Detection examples

....

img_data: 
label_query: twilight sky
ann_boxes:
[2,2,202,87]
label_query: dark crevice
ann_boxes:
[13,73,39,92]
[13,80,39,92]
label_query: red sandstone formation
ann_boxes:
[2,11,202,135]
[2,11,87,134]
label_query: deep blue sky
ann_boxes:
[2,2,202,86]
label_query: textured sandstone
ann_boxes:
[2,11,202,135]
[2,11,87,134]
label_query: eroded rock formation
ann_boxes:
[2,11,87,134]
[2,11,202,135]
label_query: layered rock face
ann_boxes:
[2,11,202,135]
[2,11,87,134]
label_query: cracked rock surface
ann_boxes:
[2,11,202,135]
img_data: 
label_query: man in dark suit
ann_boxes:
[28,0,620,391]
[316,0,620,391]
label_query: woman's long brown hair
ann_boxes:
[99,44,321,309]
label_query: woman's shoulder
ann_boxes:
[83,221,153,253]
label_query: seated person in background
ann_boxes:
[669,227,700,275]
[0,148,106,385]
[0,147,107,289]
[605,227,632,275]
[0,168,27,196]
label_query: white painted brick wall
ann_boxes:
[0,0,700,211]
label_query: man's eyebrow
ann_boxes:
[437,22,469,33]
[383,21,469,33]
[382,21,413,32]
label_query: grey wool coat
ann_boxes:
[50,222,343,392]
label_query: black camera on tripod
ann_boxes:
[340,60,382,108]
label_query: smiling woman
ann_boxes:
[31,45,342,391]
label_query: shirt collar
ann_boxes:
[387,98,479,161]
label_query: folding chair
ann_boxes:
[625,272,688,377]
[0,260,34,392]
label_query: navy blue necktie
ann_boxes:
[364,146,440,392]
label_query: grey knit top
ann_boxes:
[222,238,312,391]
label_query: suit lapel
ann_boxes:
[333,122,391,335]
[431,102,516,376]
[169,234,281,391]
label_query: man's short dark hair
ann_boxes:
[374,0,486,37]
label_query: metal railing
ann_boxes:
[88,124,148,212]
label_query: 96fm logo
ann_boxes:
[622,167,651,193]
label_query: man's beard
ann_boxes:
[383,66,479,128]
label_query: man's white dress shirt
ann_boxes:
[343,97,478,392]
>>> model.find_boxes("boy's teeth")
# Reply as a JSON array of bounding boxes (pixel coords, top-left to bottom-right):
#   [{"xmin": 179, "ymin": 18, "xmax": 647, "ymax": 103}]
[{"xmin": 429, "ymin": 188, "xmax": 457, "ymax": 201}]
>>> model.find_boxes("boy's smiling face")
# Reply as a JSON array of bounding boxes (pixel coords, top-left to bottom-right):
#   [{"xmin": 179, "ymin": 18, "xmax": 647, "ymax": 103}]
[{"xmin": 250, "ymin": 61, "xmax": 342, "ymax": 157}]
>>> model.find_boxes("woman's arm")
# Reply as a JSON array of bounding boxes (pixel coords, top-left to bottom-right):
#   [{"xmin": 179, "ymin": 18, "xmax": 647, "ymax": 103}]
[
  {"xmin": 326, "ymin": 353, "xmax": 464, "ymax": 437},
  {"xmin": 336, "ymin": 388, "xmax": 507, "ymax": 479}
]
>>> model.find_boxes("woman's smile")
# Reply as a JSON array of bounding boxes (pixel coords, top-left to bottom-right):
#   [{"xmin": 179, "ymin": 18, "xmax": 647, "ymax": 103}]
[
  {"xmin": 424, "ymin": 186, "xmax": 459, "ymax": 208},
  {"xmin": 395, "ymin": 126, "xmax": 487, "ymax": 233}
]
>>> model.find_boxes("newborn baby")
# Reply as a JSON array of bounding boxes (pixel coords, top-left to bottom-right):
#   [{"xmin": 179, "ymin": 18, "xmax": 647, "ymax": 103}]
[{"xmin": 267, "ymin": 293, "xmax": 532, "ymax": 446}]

....

→ YOUR INSTRUCTIONS
How many lines of the listing above contain the string "suit"? Reply with the count alone.

→ COMPLETE RESPONSE
2